◆ RECORDS FOR PROCESSING:
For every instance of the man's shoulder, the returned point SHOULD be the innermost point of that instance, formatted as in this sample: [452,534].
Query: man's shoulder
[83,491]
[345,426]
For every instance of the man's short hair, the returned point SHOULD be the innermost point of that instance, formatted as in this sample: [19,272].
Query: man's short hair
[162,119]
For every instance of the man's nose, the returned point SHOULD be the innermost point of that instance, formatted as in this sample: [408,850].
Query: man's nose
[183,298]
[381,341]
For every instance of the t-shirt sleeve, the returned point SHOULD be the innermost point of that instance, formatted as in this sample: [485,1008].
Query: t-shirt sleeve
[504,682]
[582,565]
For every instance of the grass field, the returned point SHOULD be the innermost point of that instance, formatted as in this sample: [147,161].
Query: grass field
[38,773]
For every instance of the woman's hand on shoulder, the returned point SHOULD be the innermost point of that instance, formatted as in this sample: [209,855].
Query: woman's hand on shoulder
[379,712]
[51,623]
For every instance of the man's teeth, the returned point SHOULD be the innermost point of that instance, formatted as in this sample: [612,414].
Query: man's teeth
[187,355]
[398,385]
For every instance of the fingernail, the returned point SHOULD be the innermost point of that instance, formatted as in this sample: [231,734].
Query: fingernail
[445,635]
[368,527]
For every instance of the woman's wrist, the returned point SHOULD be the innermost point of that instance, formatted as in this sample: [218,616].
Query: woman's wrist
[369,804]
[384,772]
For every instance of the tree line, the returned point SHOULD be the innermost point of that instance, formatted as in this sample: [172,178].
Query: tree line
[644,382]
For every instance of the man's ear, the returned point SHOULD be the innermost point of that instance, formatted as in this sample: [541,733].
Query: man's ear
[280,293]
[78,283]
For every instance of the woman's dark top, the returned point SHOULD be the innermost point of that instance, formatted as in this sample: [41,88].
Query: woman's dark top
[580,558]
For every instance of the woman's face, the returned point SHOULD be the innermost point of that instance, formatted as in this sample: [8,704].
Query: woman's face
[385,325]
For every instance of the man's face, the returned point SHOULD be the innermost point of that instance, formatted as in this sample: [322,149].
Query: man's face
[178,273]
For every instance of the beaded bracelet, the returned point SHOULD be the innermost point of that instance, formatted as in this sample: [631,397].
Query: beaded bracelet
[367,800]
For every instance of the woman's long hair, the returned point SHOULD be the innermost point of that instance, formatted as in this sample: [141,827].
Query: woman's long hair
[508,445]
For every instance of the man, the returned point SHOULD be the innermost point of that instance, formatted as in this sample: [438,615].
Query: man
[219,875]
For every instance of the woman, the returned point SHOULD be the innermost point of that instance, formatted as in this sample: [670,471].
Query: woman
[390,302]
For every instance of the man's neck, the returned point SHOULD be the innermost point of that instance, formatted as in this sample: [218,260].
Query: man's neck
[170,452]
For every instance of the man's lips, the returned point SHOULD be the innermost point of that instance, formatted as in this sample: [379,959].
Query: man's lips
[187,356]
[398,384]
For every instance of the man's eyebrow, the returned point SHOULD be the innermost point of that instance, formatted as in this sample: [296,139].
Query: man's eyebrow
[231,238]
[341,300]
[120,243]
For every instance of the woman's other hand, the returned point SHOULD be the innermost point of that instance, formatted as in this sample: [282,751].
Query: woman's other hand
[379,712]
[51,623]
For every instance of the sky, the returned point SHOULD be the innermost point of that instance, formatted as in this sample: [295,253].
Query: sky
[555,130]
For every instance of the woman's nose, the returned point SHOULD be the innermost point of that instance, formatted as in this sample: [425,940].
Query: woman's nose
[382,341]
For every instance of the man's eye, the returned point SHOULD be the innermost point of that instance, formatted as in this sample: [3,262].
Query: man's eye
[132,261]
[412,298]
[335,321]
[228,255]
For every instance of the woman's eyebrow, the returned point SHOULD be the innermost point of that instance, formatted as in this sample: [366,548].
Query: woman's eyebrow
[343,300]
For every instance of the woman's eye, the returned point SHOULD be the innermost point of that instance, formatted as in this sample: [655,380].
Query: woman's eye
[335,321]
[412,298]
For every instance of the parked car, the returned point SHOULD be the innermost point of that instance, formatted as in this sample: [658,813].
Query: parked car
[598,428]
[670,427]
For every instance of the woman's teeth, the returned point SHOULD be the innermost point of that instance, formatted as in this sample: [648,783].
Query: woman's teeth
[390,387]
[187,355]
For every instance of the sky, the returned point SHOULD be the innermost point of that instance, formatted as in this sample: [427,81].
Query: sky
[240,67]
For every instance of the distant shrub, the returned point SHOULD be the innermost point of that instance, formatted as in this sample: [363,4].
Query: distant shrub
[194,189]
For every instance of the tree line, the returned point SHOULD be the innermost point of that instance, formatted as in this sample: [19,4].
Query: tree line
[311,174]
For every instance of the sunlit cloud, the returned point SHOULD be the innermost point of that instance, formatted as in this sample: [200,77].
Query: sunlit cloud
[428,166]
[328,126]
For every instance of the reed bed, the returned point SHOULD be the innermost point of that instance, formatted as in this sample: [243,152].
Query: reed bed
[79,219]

◆ STATED TASK: Print again the material above, limited to the lines from the one holding "For every instance of the woman's teeth, the" through the last, inclusive.

◆ TASK OUTPUT:
For every instance of the woman's teeth, the returned point SHOULD be the innermost point of that instance, formatted as in this sample: [648,783].
Query: woman's teeth
[390,387]
[187,355]
For every instance of the sky, the returned point SHOULD be the innermost point of that instance, formatted as in this sample: [427,81].
Query: sky
[240,67]
For every instance of the distant shrub, the returned point SHOULD be the innermost point of that instance, formatted as in this sample: [363,4].
Query: distant shrub
[194,189]
For every instance of the tree line, the returned point SHOULD be the innermost point of that instance, formatted as in this sample: [19,4].
Query: tree line
[311,174]
For every instance of the sunlit cloud, the returned point SHOULD be the innermost point of that instance, formatted as in this sample: [200,77].
Query: sunlit cloud
[428,166]
[328,126]
For every instance of the reed bed, the returned point SHOULD be the innermost point of that instance, formatted as in this sample: [243,152].
Query: reed bed
[79,219]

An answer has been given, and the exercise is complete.